Familias sin hogar (ni casa)
mientras los pisos están vacíos. Bancos, cajeros automáticos y soportales poblados
de personas, de seres humanos que no disponen, a día de hoy, no ya de casa sino
de un simple albergue. Ancianos cuya pensión no llega, tras acoquinar las
medicinas con sus repagos, la luz, el agua y la comida que un octogenario pueda
consumir, para comprar un simple regalo a sus nietos por Navidad o cumpleaños.
Viudas cuyo fondo de cartera no alcanza, ni siquiera, para las medicinas que
les son necesarias para vivir. Treintañeros postrados en las farolas de las
plazas mayores de nuestros pueblos, consumiendo su vigorosidad y fuerza en nada
mientras sus hijas e hijos crecen de la caridad de las familias, quién las
tiene, o de los servicios sociales y ONGS. Listas de espera sanitarias que superan, en algunos casos, la esperanza de
vida de algunas personas. Medicinas, complementos y potingues “necesarios” para
la ciudadanía fuera de la carta de servicios y, por tanto, de la subvención,
hoy más pequeña, del Estado. Casas congeladas cuyos moradores, al menos por ahora,
tienen que elegir entre comer y calentarse. Detenidos por gritar contra las
injusticias palpables y que están a la vista de todos. Colas interminables
pero, en este caso, no para ver la última de Sean Penn sino para recibir un
cuenco de comida o sellar, como si sirviera para algo más que para mantener una
ficticia posibilidad de empleo, la arrugada “cartilla del paro.”

══════════

### Sobre la tarea
Transcriba de nuevo el texto sobre las familias sin hogar, comenzando por "Familias sin hogar" y siguiendo hasta "Navidad o cumpleaños.", y cambie "octogenario" por "septuagenario".

Datos de localización de expresiones referenciales
══════════

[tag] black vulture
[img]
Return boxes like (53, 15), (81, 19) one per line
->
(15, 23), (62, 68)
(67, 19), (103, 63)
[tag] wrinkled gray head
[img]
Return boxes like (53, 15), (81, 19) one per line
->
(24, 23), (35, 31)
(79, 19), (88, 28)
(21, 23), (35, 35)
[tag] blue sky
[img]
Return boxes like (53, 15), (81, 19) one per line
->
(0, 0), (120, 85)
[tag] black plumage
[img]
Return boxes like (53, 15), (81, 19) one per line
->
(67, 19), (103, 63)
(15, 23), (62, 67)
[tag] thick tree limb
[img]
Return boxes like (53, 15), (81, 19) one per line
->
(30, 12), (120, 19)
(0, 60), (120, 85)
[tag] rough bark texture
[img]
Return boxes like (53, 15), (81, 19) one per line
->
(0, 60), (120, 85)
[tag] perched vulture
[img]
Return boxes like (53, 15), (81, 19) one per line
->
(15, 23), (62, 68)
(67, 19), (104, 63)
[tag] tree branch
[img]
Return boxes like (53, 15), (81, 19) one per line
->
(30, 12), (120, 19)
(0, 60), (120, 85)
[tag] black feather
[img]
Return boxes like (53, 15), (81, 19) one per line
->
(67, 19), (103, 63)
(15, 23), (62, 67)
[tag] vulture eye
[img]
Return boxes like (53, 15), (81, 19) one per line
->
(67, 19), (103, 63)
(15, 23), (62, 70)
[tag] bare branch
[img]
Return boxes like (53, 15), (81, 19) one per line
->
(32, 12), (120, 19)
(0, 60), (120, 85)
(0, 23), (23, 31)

══════════

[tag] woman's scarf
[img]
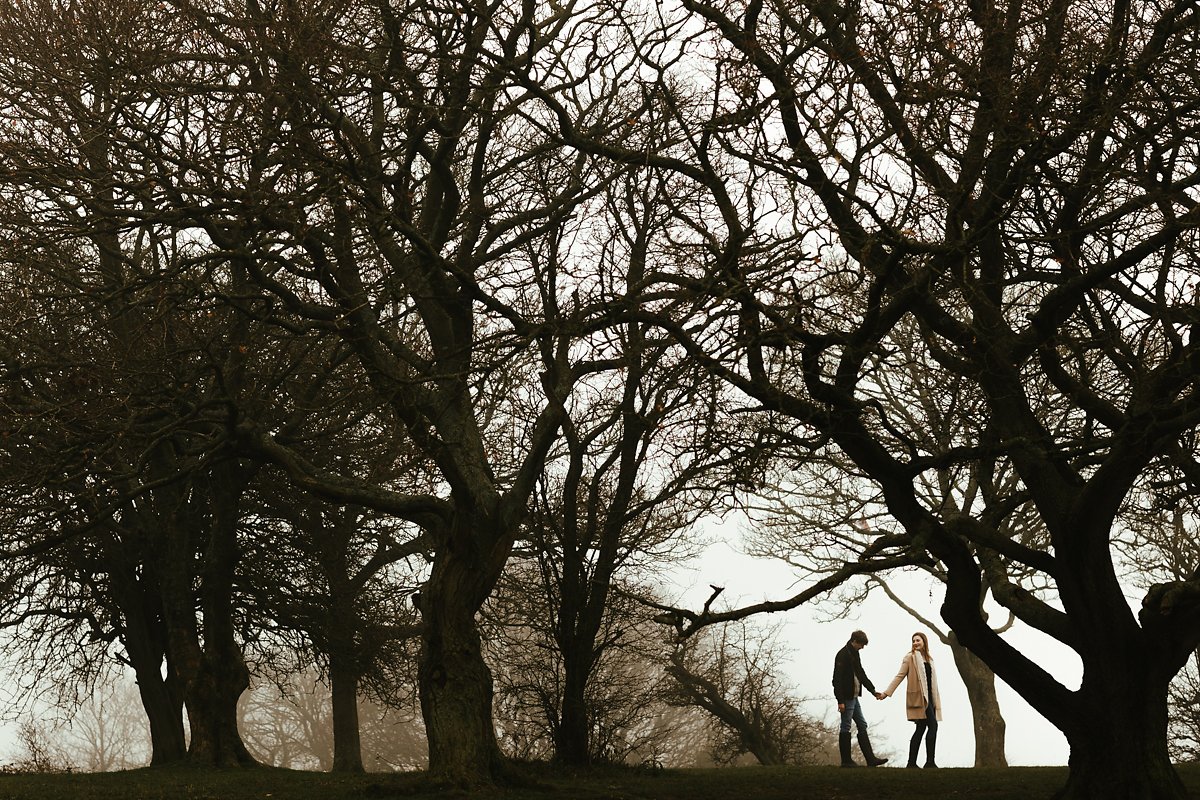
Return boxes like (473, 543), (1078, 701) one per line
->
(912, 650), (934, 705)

══════════

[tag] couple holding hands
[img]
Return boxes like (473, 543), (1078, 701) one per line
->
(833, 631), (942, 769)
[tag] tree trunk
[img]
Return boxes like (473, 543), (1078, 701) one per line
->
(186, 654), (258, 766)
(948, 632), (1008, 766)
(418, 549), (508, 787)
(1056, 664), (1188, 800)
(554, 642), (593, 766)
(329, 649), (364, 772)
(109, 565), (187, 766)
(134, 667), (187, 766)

══════════

### Área de respuesta
Familias sin hogar (ni casa)
mientras los pisos están vacíos. Bancos, cajeros automáticos y soportales poblados
de personas, de seres humanos que no disponen, a día de hoy, no ya de casa sino
de un simple albergue. Ancianos cuya pensión no llega, tras acoquinar las
medicinas con sus repagos, la luz, el agua y la comida que un septuagenario pueda
consumir, para comprar un simple regalo a sus nietos por Navidad o cumpleaños.